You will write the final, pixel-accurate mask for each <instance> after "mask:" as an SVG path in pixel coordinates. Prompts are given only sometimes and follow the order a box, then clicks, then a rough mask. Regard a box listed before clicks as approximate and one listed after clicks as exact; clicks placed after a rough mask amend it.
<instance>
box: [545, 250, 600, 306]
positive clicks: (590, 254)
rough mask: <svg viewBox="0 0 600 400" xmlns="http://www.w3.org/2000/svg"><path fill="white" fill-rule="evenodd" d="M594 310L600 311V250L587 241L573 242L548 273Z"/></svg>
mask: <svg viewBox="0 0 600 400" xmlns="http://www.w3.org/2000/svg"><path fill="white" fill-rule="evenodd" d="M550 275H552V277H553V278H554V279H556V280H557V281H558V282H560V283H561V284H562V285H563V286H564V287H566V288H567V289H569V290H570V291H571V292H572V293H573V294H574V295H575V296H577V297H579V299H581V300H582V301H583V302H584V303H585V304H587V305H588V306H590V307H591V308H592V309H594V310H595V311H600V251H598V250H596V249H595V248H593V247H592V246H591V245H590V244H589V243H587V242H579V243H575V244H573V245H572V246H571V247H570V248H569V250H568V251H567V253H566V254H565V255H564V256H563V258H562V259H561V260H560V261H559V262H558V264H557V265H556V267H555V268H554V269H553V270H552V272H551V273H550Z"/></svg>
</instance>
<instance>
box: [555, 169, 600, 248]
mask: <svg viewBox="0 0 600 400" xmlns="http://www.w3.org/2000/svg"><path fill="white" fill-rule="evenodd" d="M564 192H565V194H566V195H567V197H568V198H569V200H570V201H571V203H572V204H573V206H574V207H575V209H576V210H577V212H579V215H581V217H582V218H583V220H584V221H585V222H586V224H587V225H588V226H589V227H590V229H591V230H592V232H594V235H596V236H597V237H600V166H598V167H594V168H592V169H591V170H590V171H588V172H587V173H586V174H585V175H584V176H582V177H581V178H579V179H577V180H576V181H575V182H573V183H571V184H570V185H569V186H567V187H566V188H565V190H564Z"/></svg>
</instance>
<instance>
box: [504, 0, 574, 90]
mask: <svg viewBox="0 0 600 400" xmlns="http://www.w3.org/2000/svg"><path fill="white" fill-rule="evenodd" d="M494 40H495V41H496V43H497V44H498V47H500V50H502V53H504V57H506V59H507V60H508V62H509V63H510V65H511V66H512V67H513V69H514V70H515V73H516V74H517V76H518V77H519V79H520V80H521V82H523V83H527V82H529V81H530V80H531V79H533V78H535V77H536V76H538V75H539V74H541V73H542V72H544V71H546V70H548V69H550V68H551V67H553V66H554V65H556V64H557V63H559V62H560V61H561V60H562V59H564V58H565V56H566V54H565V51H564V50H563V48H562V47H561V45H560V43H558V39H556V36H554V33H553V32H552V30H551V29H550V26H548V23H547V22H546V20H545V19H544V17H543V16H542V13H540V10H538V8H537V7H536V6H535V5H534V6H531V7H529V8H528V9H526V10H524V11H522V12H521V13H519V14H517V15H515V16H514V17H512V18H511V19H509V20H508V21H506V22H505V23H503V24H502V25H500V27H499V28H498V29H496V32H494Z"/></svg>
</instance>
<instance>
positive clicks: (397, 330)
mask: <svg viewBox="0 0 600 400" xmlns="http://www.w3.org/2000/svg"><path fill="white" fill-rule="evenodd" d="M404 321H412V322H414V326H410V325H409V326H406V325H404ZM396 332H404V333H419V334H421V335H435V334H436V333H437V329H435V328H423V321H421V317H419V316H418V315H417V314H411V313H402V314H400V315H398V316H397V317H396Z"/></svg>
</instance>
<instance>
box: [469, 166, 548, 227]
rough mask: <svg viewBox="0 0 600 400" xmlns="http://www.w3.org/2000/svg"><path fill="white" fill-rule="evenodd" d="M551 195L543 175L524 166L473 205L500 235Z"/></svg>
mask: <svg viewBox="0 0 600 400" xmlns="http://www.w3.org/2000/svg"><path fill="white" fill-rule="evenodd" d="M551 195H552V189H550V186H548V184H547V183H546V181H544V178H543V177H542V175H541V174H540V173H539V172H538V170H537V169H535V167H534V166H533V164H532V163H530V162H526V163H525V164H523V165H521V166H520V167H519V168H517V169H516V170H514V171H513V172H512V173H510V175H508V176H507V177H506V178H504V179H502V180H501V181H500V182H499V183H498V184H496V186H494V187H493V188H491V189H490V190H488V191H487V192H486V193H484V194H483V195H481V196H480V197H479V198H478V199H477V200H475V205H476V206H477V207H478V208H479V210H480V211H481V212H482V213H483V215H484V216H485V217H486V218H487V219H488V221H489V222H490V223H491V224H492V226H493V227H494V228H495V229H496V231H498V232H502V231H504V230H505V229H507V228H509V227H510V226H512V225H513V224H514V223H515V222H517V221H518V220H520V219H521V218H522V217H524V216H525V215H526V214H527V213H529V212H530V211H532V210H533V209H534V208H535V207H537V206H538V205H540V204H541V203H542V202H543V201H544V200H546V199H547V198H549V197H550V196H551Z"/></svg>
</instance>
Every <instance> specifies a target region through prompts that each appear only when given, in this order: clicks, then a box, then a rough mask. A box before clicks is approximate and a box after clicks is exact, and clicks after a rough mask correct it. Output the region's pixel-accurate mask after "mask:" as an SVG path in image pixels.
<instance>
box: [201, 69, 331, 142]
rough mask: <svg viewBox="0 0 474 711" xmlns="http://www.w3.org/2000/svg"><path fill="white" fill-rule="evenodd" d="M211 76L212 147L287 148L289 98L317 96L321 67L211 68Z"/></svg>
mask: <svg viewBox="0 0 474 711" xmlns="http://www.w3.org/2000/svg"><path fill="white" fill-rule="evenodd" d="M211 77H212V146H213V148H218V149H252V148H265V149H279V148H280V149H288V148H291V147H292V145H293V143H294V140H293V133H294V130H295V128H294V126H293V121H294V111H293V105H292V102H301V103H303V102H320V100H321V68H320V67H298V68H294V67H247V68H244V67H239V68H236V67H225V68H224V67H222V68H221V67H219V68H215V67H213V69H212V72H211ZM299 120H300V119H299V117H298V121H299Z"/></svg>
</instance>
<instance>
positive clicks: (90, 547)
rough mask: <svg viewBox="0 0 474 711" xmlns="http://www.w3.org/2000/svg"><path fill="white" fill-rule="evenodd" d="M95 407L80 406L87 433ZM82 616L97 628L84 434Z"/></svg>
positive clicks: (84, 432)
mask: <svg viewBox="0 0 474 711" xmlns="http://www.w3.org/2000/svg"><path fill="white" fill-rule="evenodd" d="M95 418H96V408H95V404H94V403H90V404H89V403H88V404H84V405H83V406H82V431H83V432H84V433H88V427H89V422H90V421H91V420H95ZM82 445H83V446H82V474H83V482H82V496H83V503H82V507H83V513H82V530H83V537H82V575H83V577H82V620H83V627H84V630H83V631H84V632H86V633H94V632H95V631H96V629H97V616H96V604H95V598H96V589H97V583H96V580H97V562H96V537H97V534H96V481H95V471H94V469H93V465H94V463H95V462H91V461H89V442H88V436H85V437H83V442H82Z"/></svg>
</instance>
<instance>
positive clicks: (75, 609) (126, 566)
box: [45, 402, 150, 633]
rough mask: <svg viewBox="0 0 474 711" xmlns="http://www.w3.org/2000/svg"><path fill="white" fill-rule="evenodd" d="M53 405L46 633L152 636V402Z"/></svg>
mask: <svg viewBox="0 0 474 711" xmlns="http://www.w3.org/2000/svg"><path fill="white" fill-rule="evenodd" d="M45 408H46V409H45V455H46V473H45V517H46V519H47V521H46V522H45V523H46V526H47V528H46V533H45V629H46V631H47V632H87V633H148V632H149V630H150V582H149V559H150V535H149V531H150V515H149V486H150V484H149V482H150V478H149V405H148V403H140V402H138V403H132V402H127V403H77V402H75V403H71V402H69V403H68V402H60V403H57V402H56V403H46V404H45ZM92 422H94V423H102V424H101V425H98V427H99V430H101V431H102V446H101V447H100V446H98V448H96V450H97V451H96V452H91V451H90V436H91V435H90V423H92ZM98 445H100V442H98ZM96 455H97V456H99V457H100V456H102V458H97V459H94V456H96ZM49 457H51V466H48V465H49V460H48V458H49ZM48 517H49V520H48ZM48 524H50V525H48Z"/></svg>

| What you need to do |
Find the lines in the data that include "exact", then copy each of them.

| Response for this exercise |
You will write the final, pixel-accurate mask for each <instance> after "mask:" as an SVG path in pixel coordinates. Prompts are given only sometimes and follow the order a box, then clicks, then a rough mask. Regard a box listed before clicks as approximate and one listed after clicks as exact; clicks placed after a rough mask amend it.
Every <instance> specifies a target region through prompts that each appear only when given, in this order: clicks, then a box, then a rough mask. A box before clicks is approximate and a box after clicks is exact, and clicks after a rough mask correct it. Output the region's pixel-accurate mask after "mask:" as an SVG path in image pixels.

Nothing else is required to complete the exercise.